[Object pointing dataset rows]
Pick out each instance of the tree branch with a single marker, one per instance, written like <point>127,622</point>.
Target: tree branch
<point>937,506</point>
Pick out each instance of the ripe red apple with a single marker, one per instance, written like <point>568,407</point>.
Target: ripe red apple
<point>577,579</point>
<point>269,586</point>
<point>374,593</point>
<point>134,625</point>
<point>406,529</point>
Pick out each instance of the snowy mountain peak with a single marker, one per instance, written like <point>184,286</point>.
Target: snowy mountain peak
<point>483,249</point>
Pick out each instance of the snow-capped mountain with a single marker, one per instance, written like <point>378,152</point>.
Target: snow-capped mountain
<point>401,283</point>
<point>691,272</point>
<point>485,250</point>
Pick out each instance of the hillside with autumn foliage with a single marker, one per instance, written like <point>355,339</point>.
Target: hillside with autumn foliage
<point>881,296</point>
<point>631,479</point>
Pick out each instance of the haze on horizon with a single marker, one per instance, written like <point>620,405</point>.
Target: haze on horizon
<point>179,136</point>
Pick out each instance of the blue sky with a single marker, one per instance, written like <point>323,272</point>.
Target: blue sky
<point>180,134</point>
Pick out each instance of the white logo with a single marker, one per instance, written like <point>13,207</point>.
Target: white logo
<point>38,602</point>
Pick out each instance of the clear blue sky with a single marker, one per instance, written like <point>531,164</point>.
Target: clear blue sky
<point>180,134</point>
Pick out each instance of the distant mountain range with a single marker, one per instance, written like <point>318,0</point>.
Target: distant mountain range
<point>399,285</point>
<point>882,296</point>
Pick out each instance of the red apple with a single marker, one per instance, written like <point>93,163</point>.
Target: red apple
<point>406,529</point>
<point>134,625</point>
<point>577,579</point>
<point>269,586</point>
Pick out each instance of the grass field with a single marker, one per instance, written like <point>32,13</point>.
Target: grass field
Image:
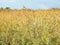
<point>30,27</point>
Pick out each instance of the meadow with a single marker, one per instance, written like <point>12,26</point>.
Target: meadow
<point>30,27</point>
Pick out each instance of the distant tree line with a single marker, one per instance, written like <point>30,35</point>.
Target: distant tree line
<point>5,8</point>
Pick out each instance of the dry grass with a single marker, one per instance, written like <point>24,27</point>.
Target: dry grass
<point>30,27</point>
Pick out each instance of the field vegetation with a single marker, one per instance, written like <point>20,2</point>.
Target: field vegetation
<point>29,27</point>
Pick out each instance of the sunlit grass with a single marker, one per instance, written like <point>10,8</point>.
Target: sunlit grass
<point>29,27</point>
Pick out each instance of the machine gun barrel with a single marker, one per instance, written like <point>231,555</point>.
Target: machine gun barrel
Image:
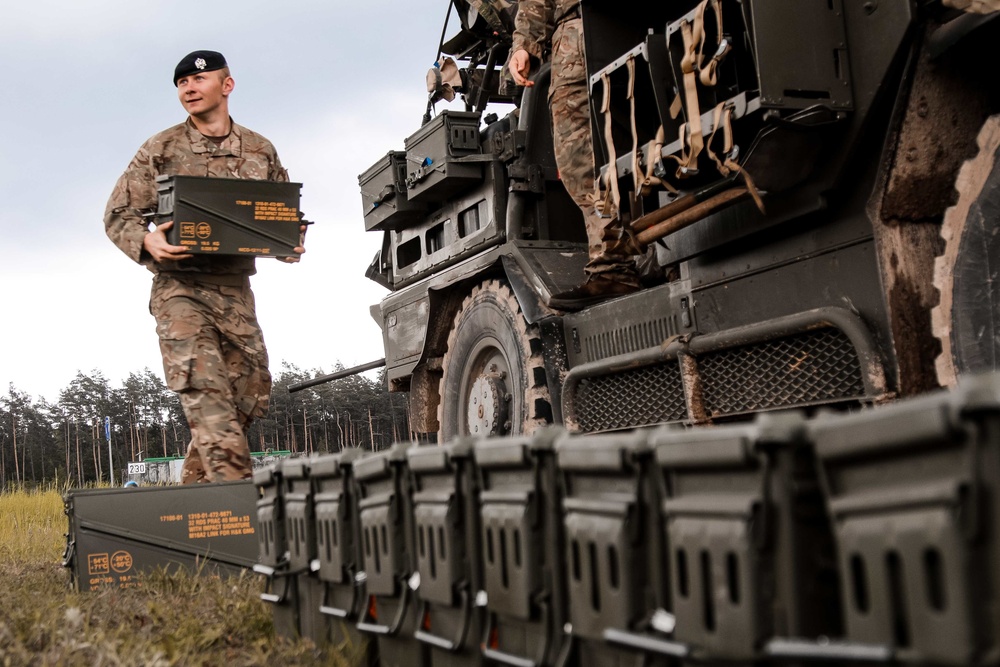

▸ Task details: Lay out every line of the listing above as a numbered list, skipping blank lines and omitting the pictures.

▸ Solution for this problem:
1. Pick out each instance of the tree branch with a single marker, one per instance, written like <point>127,622</point>.
2. Target: tree branch
3. <point>937,506</point>
4. Pick out each instance of the ripe red apple with a single marker, one per instance, written like <point>568,407</point>.
5. Target: ripe red apple
6. <point>577,579</point>
7. <point>269,586</point>
8. <point>374,593</point>
9. <point>134,625</point>
10. <point>406,529</point>
11. Pick out each instance of the snowy mountain peak with a single marker, one per instance, written like <point>184,286</point>.
12. Target: snowy mountain peak
13. <point>483,249</point>
14. Pick out each instance of the snow-capped mountain with a single marker, one per instance, written like <point>378,152</point>.
15. Target: snow-capped mountain
16. <point>401,283</point>
17. <point>691,272</point>
18. <point>485,250</point>
19. Pick out each instance of the hillside with autumn foliage with a single marker, one per instance, written like <point>355,339</point>.
20. Target: hillside with autumn foliage
21. <point>881,296</point>
22. <point>631,479</point>
23. Pick out each instance of the haze on horizon with a single marker, one per instance, written like <point>620,405</point>.
24. Target: haze on horizon
25. <point>179,136</point>
26. Pick out each instance of the blue sky with a single marker, one per instance, written like <point>323,272</point>.
27. Target: blue sky
28. <point>180,134</point>
29. Pick out each instance of the white logo with a single marker, one per instance, written like <point>13,207</point>.
30. Target: white logo
31. <point>38,602</point>
32. Pick out each instance of the clear blue sky with a single marker, one per instance, written like <point>531,164</point>.
33. Target: clear blue sky
34. <point>180,134</point>
35. Pick out each instance of the distant mountain range with a single marker, one per instance, written like <point>318,0</point>.
36. Target: distant mountain range
37. <point>399,285</point>
38. <point>882,296</point>
39. Pick out each instance of the red apple with a single marker, one per instance, written like <point>93,163</point>.
40. Target: red apple
41. <point>406,529</point>
42. <point>134,625</point>
43. <point>577,579</point>
44. <point>269,586</point>
45. Pick out each instance of the grass field with a single marker, one per instance, written like <point>32,13</point>.
46. Target: grass field
47. Image:
48. <point>30,27</point>
49. Pick out each instance of the meadow with a single marker, one per instance, written like <point>12,26</point>.
50. Target: meadow
51. <point>30,27</point>
52. Pick out each instance of the distant tree line with a single marker, one per instance, written like <point>30,35</point>.
53. Target: distant tree line
54. <point>5,8</point>
55. Pick out each instance of the dry grass with a single marker, one per instance, written like <point>24,27</point>.
56. Target: dry grass
57. <point>30,27</point>
58. Pick out each instance of the field vegetation with a single marker, one per instance, written like <point>20,2</point>.
59. Target: field vegetation
60. <point>29,27</point>
61. Pick out each instance of the sunlit grass with a single marker, one per instance, written like <point>10,8</point>.
62. Target: sunlit grass
63. <point>29,27</point>
64. Pick out each instance of the machine gun barrel with a single marker, one per instance, written like <point>231,555</point>.
65. Target: machine gun barrel
66. Image:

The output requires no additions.